Format every line of the records below as a numbered list, omitting any blank lines.

Extracted data entries:
(begin)

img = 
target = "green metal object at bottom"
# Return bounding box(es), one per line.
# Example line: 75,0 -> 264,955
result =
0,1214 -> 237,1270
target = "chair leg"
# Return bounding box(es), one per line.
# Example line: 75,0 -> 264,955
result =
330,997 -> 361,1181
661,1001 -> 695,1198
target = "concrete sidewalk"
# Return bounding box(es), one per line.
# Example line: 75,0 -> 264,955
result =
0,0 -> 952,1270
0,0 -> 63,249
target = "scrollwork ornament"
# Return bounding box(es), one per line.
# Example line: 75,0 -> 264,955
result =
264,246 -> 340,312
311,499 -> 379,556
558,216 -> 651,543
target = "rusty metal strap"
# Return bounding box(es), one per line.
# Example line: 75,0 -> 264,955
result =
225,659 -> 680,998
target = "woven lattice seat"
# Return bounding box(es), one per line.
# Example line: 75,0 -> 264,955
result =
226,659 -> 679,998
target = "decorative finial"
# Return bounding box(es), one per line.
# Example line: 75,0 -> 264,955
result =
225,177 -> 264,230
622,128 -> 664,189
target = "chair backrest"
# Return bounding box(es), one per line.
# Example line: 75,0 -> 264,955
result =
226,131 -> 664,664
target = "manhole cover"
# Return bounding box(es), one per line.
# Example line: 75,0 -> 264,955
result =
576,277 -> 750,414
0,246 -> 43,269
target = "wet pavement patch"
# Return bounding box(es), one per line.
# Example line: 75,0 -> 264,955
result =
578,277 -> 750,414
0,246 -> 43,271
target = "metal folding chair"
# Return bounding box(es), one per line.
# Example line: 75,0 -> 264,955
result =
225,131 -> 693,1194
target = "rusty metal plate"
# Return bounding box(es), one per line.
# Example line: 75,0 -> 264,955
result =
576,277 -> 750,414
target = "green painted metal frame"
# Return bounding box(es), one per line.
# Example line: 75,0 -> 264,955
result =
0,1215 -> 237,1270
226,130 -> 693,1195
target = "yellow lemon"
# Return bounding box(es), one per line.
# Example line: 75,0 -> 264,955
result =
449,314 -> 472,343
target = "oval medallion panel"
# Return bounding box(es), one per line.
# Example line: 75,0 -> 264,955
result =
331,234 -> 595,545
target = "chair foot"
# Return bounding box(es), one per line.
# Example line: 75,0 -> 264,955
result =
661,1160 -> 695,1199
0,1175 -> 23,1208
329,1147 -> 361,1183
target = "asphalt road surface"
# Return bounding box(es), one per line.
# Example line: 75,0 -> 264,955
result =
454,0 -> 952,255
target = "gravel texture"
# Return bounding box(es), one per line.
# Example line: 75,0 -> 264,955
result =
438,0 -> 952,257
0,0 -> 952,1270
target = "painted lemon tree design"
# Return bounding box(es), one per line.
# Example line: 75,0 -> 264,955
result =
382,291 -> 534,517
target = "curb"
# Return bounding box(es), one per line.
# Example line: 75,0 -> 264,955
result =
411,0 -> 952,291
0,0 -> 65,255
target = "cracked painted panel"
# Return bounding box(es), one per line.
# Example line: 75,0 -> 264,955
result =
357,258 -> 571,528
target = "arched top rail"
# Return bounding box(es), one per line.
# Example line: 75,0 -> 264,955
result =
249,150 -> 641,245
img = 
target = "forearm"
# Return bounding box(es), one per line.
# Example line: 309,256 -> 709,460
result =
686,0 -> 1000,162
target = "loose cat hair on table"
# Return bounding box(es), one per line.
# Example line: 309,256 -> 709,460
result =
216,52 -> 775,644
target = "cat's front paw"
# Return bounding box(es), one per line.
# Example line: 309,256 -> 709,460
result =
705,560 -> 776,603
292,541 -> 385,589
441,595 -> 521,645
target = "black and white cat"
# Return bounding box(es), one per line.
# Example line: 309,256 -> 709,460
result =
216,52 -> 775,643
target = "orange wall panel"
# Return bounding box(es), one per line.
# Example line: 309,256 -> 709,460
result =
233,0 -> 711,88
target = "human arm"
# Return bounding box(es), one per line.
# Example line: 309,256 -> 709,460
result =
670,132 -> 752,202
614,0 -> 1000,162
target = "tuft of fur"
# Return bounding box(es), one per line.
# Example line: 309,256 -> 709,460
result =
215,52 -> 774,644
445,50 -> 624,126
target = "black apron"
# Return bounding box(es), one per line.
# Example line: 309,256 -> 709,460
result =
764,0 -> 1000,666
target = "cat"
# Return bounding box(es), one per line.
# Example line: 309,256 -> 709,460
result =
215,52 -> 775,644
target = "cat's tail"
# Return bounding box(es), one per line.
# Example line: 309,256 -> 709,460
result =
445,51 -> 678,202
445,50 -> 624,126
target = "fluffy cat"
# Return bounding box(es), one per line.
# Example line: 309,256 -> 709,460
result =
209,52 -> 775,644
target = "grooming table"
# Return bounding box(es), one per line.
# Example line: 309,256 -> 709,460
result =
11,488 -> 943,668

(end)

■ The output:
1. img = 
2. target = "green metal object at bottom"
3. # Return bounding box(es), one per line.
4. # Example line: 75,0 -> 264,955
5. result =
6. 0,1214 -> 237,1270
7. target = "chair leg"
8. # Return bounding box(es), one per line.
9. # Example line: 75,0 -> 264,955
10. result =
11. 330,997 -> 361,1181
12. 661,1001 -> 695,1198
13. target = "concrete sidewalk"
14. # Return bounding box(es), one per line.
15. # Example line: 75,0 -> 264,955
16. result =
17. 0,0 -> 952,1270
18. 0,0 -> 63,249
19. target = "scrollwork ornament"
20. # Return bounding box(es), one per line.
21. # Example line: 75,0 -> 264,955
22. result =
23. 264,246 -> 340,312
24. 311,499 -> 379,556
25. 558,216 -> 651,543
26. target = "rusty metal strap"
27. # Return bounding box(es), one per line.
28. # Example line: 75,0 -> 264,955
29. result =
30. 225,659 -> 680,998
31. target = "woven lattice seat"
32. # Return bounding box(es), one per line.
33. # Example line: 75,0 -> 264,955
34. result =
35. 226,659 -> 679,998
36. target = "decorative finial"
37. # Return bounding box(es), one per line.
38. # Example line: 75,0 -> 264,955
39. result =
40. 225,177 -> 264,230
41. 622,128 -> 664,189
42. target = "chair backrest"
43. # Return bounding box(es), one per line.
44. # Example line: 75,0 -> 264,955
45. result =
46. 226,131 -> 664,664
47. target = "manhole cover"
48. # Return bounding box(es), one per line.
49. # Example line: 75,0 -> 264,955
50. result =
51. 576,277 -> 750,414
52. 0,246 -> 43,269
53. target = "wet pavement patch"
54. # Return bounding box(es), one per line.
55. # Example line: 75,0 -> 264,955
56. result =
57. 578,277 -> 750,414
58. 0,246 -> 43,271
59. target = "metal folding chair"
60. # Return bounding box(es), one per line.
61. # Example line: 75,0 -> 264,955
62. result =
63. 225,131 -> 693,1194
64. target = "rusty metal plate"
65. # Return bounding box(es), one per line.
66. # Example line: 75,0 -> 264,955
67. result =
68. 576,277 -> 750,414
69. target = "green painted metal frame"
70. # Return bounding box(es), one per line.
71. # Example line: 75,0 -> 264,955
72. result =
73. 0,1215 -> 237,1270
74. 226,130 -> 693,1195
75. target = "yellow lemon"
76. # Return bounding box(es), one per line.
77. # Example line: 75,0 -> 264,955
78. result =
79. 449,314 -> 472,343
80. target = "oval medallion panel"
81. # Return bounding box(es), one per line.
82. # Example line: 75,0 -> 264,955
83. result =
84. 331,234 -> 595,545
85. target = "chair foot"
86. # Return bounding box(es), one per line.
87. # Example line: 75,0 -> 264,955
88. result =
89. 661,1160 -> 695,1199
90. 0,1175 -> 23,1208
91. 329,1147 -> 361,1183
92. target = "asphalt road surface"
93. # Return bounding box(es), one per line.
94. # Example line: 75,0 -> 264,955
95. result =
96. 454,0 -> 952,255
97. target = "gravel texture"
98. # Return bounding box(es), one per line.
99. # Example line: 75,0 -> 264,955
100. result =
101. 438,0 -> 952,257
102. 0,0 -> 952,1270
103. target = "painted lemon tree design"
104. # Return bounding box(es), one per line.
105. # Example line: 75,0 -> 264,955
106. result =
107. 382,291 -> 534,517
108. target = "curb"
109. # Return bounding box(es), one per line.
110. # Example line: 75,0 -> 264,955
111. result =
112. 411,0 -> 952,291
113. 0,0 -> 65,255
114. target = "cracked painted panel"
115. # Return bounding box(es), one per line.
116. # Example line: 75,0 -> 264,955
117. result =
118. 357,258 -> 571,528
119. target = "arched top rail"
120. # Return bounding box(es), one per line.
121. # Example line: 75,0 -> 264,955
122. result =
123. 249,150 -> 641,245
124. img = 
125. target = "forearm"
126. # Return bounding box(es), one per line.
127. # Example line: 309,256 -> 709,460
128. result =
129. 686,0 -> 1000,162
130. target = "loose cat hair on table"
131. # Return bounding box(es), one per line.
132. # Example line: 309,256 -> 709,460
133. result =
134. 216,52 -> 775,644
135. target = "cat's front paw"
136. # Return bounding box(es), one per line.
137. # Example line: 309,256 -> 709,460
138. result =
139. 705,560 -> 776,603
140. 292,541 -> 385,589
141. 441,595 -> 521,645
142. target = "black and white cat"
143. # Return bounding box(es), one per line.
144. # Example line: 309,256 -> 709,460
145. result =
146. 216,52 -> 775,643
147. target = "orange wall panel"
148. # Return bounding box(es), one per line.
149. # Example line: 309,256 -> 709,460
150. result =
151. 233,0 -> 711,88
152. target = "human arm"
153. # Return bounding box(es), one per line.
154. # Example line: 309,256 -> 709,460
155. result =
156. 670,132 -> 752,202
157. 614,0 -> 1000,162
158. target = "tuft of fur"
159. # Return bounding box(es), one per line.
160. # Example line: 309,256 -> 709,460
161. result =
162. 215,52 -> 774,644
163. 445,50 -> 624,126
164. target = "black apron"
165. # Return bounding box(es), one per line.
166. # Example line: 309,256 -> 709,460
167. result =
168. 764,0 -> 1000,666
169. target = "cat"
170. # Return bounding box(es), one per line.
171. # Example line: 309,256 -> 709,460
172. result =
173. 215,52 -> 775,644
174. target = "cat's tail"
175. # Return bounding box(es), one per line.
176. # Example line: 309,256 -> 709,460
177. result =
178. 445,51 -> 678,202
179. 445,50 -> 624,126
180. target = "fluffy cat"
181. # Return bounding box(es), one per line.
182. # Example line: 309,256 -> 709,460
183. result =
184. 209,52 -> 775,644
185. target = "grooming table"
186. # Return bounding box(es), one per line.
187. # Example line: 309,256 -> 709,460
188. result =
189. 11,488 -> 943,668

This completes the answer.